#### [Texte fourni]

Un agent pathogène de la canne à sucre serait efficace contre les superbactéries
Une puissante toxine végétale dotée d’une méthode unique pour tuer les bactéries nuisibles, s’est révélée être l’un des nouveaux candidats antibiotiques les plus solides depuis des décennies.
L’albicidine
Cet antibiotique, appelé albicidine, est produit par la bactérie phytopathogène Xanthomonas albilineans, qui provoque la maladie dévastatrice de l’échaudure des feuilles de la canne à sucre. On pense que l’albicidine est utilisée par l’agent pathogène pour attaquer cette plante, ce qui permet sa propagation.
On sait depuis un certain temps que l’albicidine est très efficace pour tuer les bactéries, notamment E. coli et S. aureus. Ces superbactéries, connues pour leur résistance croissante aux antibiotiques actuels, ont suscité un besoin vital de nouveaux médicaments efficaces.
Malgré son potentiel d’antibiotique et sa faible toxicité dans les expériences précliniques, le développement pharmaceutique de l’albicidine a été entravé parce que les scientifiques ne savaient pas précisément comment elle interagissait avec sa cible, l’enzyme bactérienne ADN gyrase (gyrase). Cette enzyme se lie à l’ADN et, par une série de mouvements élégants, l’entortille, un processus connu sous le nom de superenroulement qui est vital pour le bon fonctionnement des cellules.

#### [Exercices]
a – D'après le texte sur l'albicidine, quelle bactérie produit cet antibiotique ?
b – Indiquez si chaque affirmation concorde avec le texte sur l'albicidine, en citant les mots décisifs.
(i) L'albicidine est produite par la canne à sucre elle-même.
(ii) La cible de l'albicidine est l'enzyme ADN gyrase.
(iii) L'albicidine a montré une forte toxicité dans les expériences précliniques.
c – Prolongez le texte sur l'albicidine au-delà de sa dernière phrase.

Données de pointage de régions
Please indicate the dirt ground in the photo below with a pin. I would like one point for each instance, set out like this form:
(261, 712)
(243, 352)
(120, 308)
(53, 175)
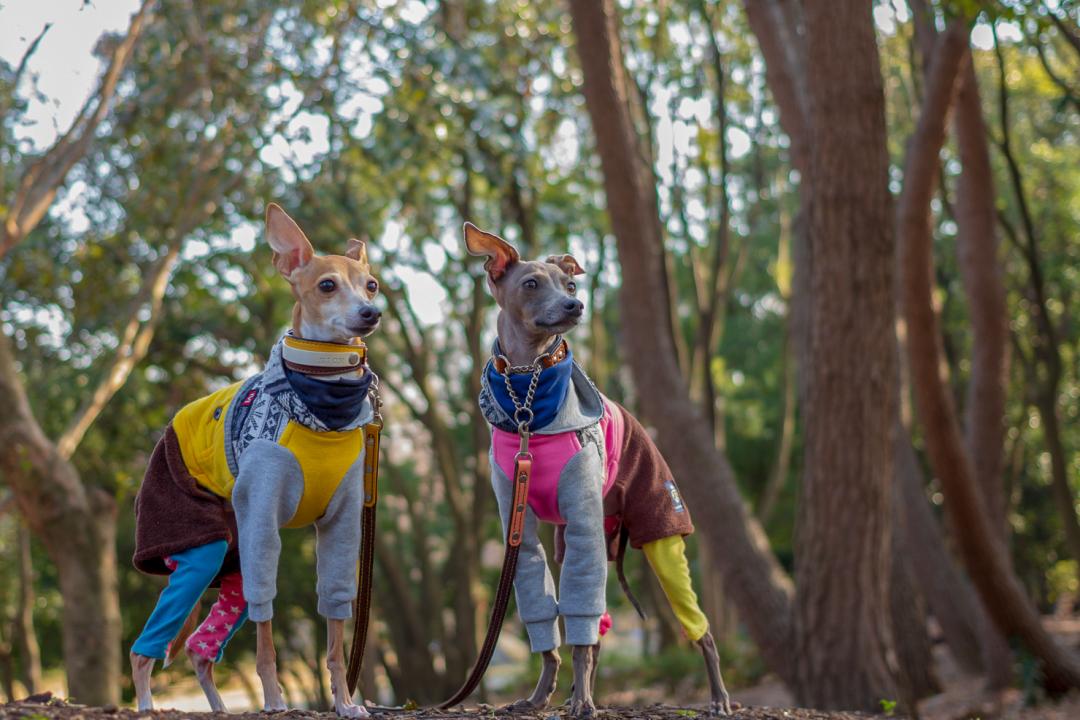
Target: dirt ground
(974, 706)
(53, 709)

#### [Corrigés]
a – La bactérie phytopathogène Xanthomonas albilineans.

b –
(i) Non : « est produit par la bactérie phytopathogène Xanthomonas albilineans »
(ii) Oui : « sa cible, l’enzyme bactérienne ADN gyrase (gyrase) »
(iii) Non : « sa faible toxicité dans les expériences précliniques »

c –
Maintenant, le groupe de recherche du Dr Dmitry Ghilarov au John Innes Centre, ainsi que les laboratoires du professeur Roderich Süssmuth à la Technische Universität Berlin, en Allemagne, et du professeur Jonathan Heddle à l’université Jagiellonian, en Pologne, ont exploité les progrès de la microscopie cryo-électronique pour obtenir un premier cliché de l’albicidine liée à la gyrase.
Ils ont montré que l’albicidine forme une L-forme, ce qui lui permet d’interagir à la fois avec la gyrase et l’ADN d’une manière unique. Dans cet état, la gyrase ne peut plus se déplacer pour rapprocher les extrémités de l’ADN. L’effet de l’albicidine s’apparente à une clé à molette jetée entre deux engrenages.
L’un des nouveaux antibiotiques candidats les plus intéressants
Le Dr Ghilarov a déclaré : « nous pensons qu’il s’agit de l’un des nouveaux antibiotiques candidats les plus intéressants depuis de nombreuses années. Il est extrêmement efficace à de faibles concentrations et très puissant contre les bactéries pathogènes, même celles qui résistent aux antibiotiques largement utilisés comme les fluoroquinolones. »
« Cette molécule existe depuis des décennies », poursuit le Dr Ghilarov, « Maintenant, les progrès de la microscopie cryo-électronique ont permis de déterminer les structures des complexes protéine-ADN les plus élaborés. Être la première personne à voir cette molécule liée à sa cible et comment elle fonctionne est un immense privilège, et la meilleure récompense que l’on puisse avoir en tant que scientifique. Mais ce travail est un grand effort d’équipe, et nous n’y serions pas parvenus sans nos collègues européens. »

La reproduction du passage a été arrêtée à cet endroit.